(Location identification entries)
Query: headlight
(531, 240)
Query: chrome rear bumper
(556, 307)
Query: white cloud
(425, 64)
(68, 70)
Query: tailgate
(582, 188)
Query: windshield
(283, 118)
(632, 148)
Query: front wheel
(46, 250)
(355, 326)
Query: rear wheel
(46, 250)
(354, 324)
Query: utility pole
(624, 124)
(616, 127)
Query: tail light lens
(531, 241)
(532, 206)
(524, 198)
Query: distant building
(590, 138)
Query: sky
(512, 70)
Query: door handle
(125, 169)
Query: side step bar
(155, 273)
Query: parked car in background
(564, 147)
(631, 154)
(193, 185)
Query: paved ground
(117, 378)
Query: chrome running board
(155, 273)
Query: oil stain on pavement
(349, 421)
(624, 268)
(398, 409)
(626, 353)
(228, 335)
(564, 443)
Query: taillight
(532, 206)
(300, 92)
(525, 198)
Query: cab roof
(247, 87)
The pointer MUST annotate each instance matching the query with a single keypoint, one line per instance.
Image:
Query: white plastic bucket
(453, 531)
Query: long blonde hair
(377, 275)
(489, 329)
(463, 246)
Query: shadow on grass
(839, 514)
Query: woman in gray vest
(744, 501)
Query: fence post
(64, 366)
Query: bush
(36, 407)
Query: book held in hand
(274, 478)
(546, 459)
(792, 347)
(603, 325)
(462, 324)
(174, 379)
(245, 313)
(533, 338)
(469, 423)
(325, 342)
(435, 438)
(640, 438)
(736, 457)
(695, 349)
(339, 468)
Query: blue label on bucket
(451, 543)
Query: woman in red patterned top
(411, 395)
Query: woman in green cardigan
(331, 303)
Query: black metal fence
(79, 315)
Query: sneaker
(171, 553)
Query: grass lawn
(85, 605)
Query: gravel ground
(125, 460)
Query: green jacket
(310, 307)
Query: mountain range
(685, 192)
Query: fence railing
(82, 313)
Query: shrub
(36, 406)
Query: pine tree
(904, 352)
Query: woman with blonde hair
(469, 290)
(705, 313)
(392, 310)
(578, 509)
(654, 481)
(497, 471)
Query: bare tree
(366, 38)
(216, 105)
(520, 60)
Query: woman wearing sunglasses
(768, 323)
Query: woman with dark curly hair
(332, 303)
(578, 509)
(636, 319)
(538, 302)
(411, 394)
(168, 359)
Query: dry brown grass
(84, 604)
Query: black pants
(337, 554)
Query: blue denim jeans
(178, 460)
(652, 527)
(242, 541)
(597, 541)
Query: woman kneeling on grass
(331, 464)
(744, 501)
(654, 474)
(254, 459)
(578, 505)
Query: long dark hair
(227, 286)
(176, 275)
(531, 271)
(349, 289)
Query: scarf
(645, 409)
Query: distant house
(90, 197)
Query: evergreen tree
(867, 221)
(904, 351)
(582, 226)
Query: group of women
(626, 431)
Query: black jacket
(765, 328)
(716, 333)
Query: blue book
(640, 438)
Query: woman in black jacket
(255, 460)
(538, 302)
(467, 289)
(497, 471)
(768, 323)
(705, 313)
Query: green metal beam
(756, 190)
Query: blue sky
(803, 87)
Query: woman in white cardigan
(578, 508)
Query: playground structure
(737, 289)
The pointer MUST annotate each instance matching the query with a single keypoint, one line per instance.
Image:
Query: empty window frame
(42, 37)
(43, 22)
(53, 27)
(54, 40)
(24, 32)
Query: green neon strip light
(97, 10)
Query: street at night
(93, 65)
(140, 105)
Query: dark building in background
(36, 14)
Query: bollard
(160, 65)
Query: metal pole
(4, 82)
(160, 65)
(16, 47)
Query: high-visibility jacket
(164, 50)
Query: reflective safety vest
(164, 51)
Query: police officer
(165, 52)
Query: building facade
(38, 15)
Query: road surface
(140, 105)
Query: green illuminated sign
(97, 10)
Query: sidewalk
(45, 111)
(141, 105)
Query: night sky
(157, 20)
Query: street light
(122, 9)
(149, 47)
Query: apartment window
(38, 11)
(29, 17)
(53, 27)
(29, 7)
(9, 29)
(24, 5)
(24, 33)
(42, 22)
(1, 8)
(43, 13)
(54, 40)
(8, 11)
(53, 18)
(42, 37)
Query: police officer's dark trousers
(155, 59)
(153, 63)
* * *
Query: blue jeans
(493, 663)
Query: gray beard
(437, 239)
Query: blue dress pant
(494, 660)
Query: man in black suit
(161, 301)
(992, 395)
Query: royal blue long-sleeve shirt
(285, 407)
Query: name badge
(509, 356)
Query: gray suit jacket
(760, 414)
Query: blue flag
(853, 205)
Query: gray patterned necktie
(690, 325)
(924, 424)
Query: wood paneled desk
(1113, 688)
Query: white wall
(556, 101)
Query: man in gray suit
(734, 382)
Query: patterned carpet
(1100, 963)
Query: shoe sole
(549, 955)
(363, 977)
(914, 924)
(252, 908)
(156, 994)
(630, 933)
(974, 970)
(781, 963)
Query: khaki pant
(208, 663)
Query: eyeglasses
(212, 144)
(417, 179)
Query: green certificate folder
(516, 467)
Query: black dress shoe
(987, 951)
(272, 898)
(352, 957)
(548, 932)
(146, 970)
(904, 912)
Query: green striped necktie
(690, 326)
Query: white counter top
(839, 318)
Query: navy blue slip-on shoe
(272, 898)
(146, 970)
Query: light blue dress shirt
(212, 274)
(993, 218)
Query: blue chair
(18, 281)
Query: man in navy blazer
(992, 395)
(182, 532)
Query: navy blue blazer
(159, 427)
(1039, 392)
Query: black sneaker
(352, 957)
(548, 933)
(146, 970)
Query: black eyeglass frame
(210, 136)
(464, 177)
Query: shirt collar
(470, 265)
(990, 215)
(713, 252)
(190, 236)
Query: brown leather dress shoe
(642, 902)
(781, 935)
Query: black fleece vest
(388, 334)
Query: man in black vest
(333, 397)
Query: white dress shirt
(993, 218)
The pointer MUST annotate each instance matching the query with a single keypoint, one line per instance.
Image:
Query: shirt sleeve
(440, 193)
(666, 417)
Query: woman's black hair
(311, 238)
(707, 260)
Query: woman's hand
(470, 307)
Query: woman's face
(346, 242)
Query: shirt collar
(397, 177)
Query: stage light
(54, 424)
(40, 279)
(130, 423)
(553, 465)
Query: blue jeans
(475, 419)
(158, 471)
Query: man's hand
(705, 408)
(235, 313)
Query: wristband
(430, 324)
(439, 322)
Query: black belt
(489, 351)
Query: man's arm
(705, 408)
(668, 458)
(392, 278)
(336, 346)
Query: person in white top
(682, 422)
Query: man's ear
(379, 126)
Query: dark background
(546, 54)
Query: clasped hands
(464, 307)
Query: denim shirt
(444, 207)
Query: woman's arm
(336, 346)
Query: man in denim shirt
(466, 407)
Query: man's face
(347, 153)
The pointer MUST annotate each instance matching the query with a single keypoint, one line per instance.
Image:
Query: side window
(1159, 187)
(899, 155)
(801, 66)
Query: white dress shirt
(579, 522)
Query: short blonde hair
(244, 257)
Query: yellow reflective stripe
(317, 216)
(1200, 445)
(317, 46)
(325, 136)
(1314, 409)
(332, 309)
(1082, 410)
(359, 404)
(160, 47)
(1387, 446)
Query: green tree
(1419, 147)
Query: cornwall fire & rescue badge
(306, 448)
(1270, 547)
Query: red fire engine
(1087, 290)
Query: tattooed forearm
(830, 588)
---
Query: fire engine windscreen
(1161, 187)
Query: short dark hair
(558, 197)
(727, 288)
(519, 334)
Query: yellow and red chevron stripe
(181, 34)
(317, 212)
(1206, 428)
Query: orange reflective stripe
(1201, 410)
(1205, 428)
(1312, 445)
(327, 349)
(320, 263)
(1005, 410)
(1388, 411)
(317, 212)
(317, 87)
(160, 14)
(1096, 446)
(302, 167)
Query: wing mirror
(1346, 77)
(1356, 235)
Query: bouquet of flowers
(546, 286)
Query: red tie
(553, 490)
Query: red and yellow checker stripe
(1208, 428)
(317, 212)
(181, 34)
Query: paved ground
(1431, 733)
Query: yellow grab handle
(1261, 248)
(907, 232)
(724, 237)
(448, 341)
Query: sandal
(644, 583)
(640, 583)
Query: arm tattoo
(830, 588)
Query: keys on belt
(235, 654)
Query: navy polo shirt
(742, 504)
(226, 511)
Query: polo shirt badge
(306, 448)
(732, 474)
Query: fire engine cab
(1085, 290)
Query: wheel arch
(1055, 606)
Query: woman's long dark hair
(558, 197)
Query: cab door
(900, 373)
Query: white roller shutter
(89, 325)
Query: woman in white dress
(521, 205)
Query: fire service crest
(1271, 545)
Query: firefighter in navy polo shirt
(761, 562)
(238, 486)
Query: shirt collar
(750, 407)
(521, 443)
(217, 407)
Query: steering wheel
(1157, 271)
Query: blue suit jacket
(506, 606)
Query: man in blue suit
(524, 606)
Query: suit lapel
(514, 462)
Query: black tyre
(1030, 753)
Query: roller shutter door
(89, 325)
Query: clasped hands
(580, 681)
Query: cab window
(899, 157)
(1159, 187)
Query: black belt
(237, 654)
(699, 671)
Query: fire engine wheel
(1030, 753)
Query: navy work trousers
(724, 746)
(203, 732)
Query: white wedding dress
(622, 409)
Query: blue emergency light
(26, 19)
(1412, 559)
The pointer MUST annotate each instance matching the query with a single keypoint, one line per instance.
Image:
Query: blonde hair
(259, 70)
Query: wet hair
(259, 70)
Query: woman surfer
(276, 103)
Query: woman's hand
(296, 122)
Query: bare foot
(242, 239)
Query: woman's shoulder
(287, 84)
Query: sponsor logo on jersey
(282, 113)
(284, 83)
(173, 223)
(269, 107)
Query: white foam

§ **Your task**: Filter the rows above, copying out each line that contains the word "blazer".

§ **Reply**:
Query: man in navy blazer
Query: navy blue blazer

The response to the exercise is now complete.